• [Task instructions]
• 1. Copy the passage from the Robert Mahon biography below, starting at "Professional career" and ending at "with a concussion.".
• 2. List every complete calendar date (month, day, and year) that appears in the Robert Mahon biography below.

:: Passage provided

Robert Brendan Mahon (born January 17, 1995) is a former American football guard. He played college football at Penn State.

Early life & high school
Mahon was born in Livingston, New Jersey and grew up in nearby Randolph, where he attended Randolph High School. Mahon was a standout offensive lineman for the Rams, where he was an all-state selection as a junior and senior as well as being ranked in the ESPN 300 and the 4th-best college football prospect in New Jersey. Following his senior season, he was selected to play in the 2013 U.S. Army All-American Bowl and was a team captain in the game.

College career
Mahon played four seasons with the Nittany Lions, appearing 46 games (41 starts). Mahon moved from left to right tackle during his junior season and was named first-team All-Big Ten by Pro Football Focus. As a senior, Mahon received the Richard Maginnis Memorial Award as Penn State's most outstanding offensive lineman.

Professional career
Mahon signed with the Carolina Panthers as an undrafted free agent on April 28, 2018 and made the 53-man roster out of training camp. He made his NFL debut on September 16, 2018 against the Atlanta Falcons. He played in two games before being placed on injured reserve on December 6, 2018 with a concussion.

::::
:: Provided records

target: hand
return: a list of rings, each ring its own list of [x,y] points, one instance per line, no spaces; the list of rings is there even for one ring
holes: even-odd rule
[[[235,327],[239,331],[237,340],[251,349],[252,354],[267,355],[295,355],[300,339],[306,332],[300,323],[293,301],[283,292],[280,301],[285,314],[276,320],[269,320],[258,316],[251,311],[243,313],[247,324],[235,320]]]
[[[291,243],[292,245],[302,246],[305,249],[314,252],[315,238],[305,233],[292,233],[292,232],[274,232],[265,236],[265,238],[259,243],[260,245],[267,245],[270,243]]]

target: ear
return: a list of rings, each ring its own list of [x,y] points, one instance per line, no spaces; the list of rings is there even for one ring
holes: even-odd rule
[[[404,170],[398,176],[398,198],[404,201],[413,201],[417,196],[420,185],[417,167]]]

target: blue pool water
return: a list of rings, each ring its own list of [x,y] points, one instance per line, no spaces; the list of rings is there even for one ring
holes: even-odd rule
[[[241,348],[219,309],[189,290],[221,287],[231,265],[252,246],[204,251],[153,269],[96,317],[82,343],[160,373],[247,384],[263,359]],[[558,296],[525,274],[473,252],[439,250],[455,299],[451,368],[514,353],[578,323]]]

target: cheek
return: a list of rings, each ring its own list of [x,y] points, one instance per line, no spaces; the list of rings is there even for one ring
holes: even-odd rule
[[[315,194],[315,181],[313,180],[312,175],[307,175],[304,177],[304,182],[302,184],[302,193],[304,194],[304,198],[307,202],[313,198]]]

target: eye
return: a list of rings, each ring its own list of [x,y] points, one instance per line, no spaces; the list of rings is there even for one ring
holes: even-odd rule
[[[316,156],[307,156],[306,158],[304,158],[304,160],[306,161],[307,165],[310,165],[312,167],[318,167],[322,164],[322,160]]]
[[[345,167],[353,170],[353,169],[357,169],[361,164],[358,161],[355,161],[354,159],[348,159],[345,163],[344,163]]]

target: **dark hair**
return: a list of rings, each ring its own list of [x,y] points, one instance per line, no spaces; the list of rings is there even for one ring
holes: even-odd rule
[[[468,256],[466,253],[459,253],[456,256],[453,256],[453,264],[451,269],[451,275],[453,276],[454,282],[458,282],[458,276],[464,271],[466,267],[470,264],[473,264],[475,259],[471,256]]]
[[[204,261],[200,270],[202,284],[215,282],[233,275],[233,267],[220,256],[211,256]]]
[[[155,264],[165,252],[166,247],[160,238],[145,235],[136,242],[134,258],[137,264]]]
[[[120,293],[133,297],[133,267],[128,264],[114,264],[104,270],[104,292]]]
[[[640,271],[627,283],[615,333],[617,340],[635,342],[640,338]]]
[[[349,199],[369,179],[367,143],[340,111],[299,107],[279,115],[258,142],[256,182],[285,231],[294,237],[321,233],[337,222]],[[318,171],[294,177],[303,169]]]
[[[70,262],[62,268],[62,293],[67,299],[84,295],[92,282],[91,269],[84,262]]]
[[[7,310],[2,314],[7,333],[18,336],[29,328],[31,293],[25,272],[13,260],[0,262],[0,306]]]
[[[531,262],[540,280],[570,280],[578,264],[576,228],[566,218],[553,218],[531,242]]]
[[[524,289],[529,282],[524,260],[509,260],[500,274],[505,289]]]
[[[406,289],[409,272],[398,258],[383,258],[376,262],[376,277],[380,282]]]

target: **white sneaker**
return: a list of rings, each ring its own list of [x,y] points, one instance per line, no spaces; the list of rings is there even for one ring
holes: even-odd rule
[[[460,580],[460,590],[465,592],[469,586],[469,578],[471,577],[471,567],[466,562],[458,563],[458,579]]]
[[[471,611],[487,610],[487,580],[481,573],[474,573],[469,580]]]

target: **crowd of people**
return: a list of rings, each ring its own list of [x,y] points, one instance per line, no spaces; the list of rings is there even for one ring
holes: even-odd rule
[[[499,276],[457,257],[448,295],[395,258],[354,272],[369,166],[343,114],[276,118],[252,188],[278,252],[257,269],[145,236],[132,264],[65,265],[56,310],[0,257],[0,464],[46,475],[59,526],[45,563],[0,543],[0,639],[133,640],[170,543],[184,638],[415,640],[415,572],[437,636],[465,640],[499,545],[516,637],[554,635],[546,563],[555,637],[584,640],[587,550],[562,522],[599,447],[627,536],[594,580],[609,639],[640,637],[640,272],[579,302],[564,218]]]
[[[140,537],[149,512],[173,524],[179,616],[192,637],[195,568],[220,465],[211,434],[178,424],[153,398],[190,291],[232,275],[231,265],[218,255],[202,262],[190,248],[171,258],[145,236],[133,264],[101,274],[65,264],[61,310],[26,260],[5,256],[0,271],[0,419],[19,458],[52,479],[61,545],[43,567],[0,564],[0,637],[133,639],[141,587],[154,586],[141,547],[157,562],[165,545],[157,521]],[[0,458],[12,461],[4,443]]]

::::

• [Responses to the exercise]
• 1.
Professional career
Mahon signed with the Carolina Panthers as an undrafted free agent on April 28, 2018 and made the 53-man roster out of training camp. He made his NFL debut on September 16, 2018 against the Atlanta Falcons. He played in two games before being placed on injured reserve on December 6, 2018 with a concussion.

• 2.
January 17, 1995
April 28, 2018
September 16, 2018
December 6, 2018